Stated goal A: For each statement below, decide whether it agrees with the Pretty Polly excerpt, answering yes or no and quoting the words of the excerpt that settle it: (i) Marymarymary posted to Mudcat in September 2001; (ii) Jill Trinka's album Bought Me a Cat came out in 1998; (iii) Trinka censors parts of Pretty Polly's tale.
Stated goal B: List every year mentioned in the Pretty Polly excerpt, in the order in which they appear.

Text excerpt:
---*---

By 1970, the folk revival was just a distant memory, and Pretty Polly found few takers in the rock scene that replaced it. The song remained as popular as ever among bluegrass musicians and their fans, but dropped out of sight for almost everyone else. If you ever did hear it on the radio at that time, it was likely to be on a programme devoted to music for toddlers.
Pretty Polly has always had this parallel life as a children's song. Posting to the folk music board Mudcat in September 2001, Marymarymary recalled hearing a version called Little Molly during her own childhood. "When I was little, the woman who took care of us when my parents were at work used to sing it," Marymarymary says. "She was an older lady, and we kids were all terrified of her, but she was the only woman around who would babysit that many kids until midnight every night."
The lyrics she quotes on Mudcat include all of the song's goriest details, complete with the waiting grave, the stabbing and the heart's blood. In this version, throwing a little dirt over the girl is not callous enough for Willie, so he chooses an even crueller blanket:

He buried her deep, and he strew the grave with thorns,
He buried her deep and he strew the grave with thorns,
And left no-one behind but the wild birds to mourn.

That's the tradition Jill Trinka was following when she included Pretty Polly on her 2006 album Bought Me a Cat. "Folk songs, singing games, and play parties for kids of all ages," the album's sleeve promises. "Enrich children's lives with this delightful collection of traditional music." To her credit, Trinka makes no attempt to censor Pretty Polly's tale, cantering through its every murderous detail in her sweet, high-pitched and very folky voice. For all the feeling she imparts to its lyrics, however, she might as well be singing about puppy dogs and rainbows.

Just this once, it's Willie who ends up in a shallow grave, and Polly who gets to walk away

Kristin Hersh's version on her 1998 album Murder Misery and Then Goodnight is much more successful. Mixing murder ballads and lullabies in equal measure, the album springs very much from Hersh's own childhood. "My father and grandparents taught me all the folk songs I know," she told me. "Pretty Polly was in my dad's repertoire of songs he'd play me waiting for the school bus and on the front porch in the afternoon.

---*---

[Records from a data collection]
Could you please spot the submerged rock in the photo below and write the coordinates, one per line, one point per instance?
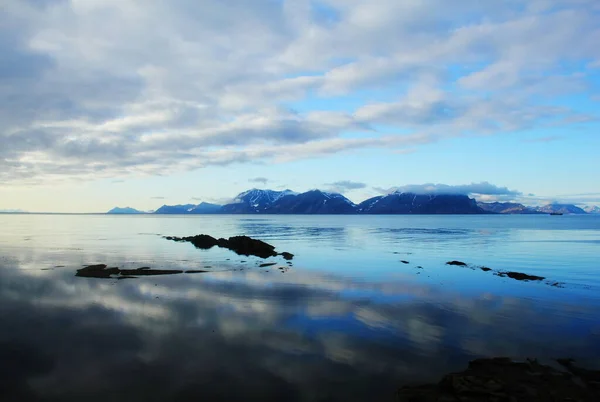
(457, 263)
(286, 255)
(242, 245)
(521, 276)
(145, 271)
(97, 271)
(501, 379)
(101, 271)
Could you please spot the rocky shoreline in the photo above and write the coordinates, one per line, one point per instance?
(504, 380)
(241, 245)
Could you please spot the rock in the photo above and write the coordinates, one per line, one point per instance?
(97, 271)
(501, 379)
(203, 242)
(245, 245)
(90, 268)
(286, 255)
(457, 263)
(242, 245)
(521, 276)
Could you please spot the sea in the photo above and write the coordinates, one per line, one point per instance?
(367, 305)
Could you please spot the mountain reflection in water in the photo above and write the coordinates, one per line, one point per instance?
(256, 336)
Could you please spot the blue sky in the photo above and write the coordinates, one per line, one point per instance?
(106, 102)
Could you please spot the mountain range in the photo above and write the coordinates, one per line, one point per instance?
(256, 201)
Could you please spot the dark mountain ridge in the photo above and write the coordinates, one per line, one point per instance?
(257, 201)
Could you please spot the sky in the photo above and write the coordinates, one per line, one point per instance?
(136, 103)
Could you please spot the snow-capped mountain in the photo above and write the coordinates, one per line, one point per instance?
(410, 203)
(561, 208)
(206, 208)
(507, 208)
(175, 209)
(312, 202)
(255, 201)
(124, 211)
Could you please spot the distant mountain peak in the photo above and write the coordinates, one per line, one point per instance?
(125, 210)
(592, 209)
(561, 208)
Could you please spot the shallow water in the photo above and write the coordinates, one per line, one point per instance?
(347, 321)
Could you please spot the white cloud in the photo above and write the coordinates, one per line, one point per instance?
(104, 88)
(480, 189)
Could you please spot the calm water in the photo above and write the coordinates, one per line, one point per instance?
(348, 321)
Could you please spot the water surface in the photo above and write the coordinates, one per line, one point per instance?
(347, 321)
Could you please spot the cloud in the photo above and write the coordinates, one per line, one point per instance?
(479, 189)
(76, 102)
(544, 139)
(260, 180)
(345, 185)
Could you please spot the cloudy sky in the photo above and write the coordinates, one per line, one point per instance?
(140, 103)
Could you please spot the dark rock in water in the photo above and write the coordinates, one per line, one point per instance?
(457, 263)
(89, 268)
(202, 241)
(242, 245)
(245, 245)
(521, 276)
(149, 272)
(501, 379)
(286, 255)
(97, 271)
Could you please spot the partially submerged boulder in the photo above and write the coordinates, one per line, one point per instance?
(520, 276)
(457, 263)
(103, 272)
(242, 245)
(97, 271)
(501, 379)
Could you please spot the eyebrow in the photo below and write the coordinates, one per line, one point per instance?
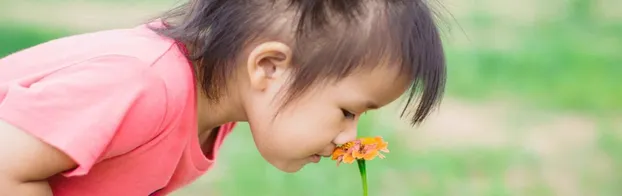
(372, 105)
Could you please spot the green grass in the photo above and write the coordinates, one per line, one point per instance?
(560, 66)
(15, 37)
(557, 66)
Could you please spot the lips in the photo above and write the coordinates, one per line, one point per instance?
(315, 158)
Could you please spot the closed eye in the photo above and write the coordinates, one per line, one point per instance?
(347, 114)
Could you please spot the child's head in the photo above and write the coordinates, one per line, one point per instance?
(306, 70)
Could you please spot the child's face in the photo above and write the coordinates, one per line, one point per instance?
(322, 118)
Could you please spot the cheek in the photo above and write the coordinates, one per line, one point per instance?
(301, 129)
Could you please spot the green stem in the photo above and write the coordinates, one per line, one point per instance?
(362, 170)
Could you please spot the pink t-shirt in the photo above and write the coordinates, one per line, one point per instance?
(121, 103)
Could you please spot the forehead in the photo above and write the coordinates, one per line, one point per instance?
(380, 85)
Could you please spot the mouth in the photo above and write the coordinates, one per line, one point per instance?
(315, 158)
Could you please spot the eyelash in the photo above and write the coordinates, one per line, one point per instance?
(347, 114)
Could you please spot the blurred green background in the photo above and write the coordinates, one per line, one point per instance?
(532, 108)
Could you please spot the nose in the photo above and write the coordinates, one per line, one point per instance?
(349, 134)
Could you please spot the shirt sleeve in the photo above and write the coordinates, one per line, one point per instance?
(80, 108)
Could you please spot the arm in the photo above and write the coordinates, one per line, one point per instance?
(27, 162)
(71, 120)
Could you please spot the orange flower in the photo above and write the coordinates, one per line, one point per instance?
(364, 148)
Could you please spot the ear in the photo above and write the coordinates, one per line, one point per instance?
(268, 64)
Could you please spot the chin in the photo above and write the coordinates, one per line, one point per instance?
(289, 168)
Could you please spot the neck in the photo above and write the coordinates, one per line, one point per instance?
(214, 114)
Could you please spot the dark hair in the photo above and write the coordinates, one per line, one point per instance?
(330, 39)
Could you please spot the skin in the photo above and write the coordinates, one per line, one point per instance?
(313, 125)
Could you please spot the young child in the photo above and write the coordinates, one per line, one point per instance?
(143, 111)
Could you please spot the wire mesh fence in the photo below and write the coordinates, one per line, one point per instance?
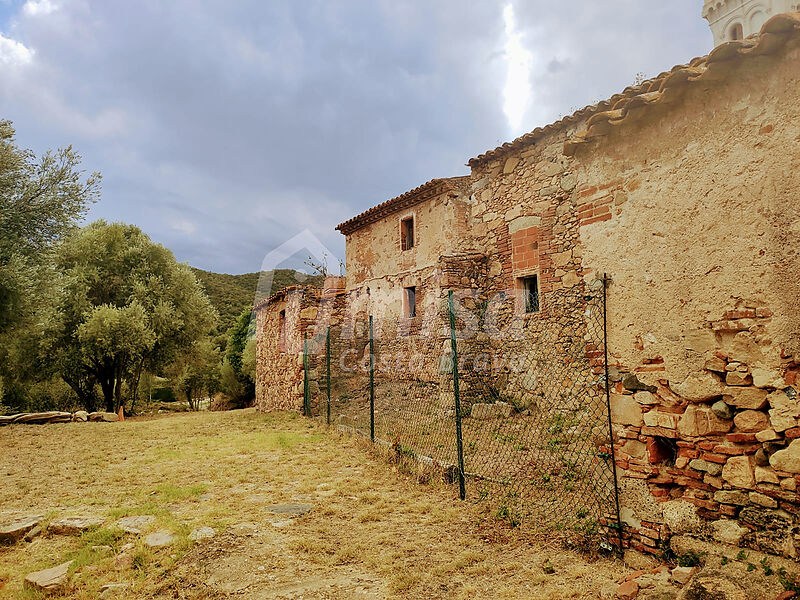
(531, 434)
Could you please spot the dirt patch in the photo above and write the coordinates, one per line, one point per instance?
(372, 532)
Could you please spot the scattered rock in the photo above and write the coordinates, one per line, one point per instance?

---*---

Task answer A:
(i) Yes: "Posting to the folk music board Mudcat in September 2001"
(ii) No: "her 2006 album Bought Me a Cat"
(iii) No: "Trinka makes no attempt to censor Pretty Polly's tale"

Task answer B: 1970, 2001, 2006, 1998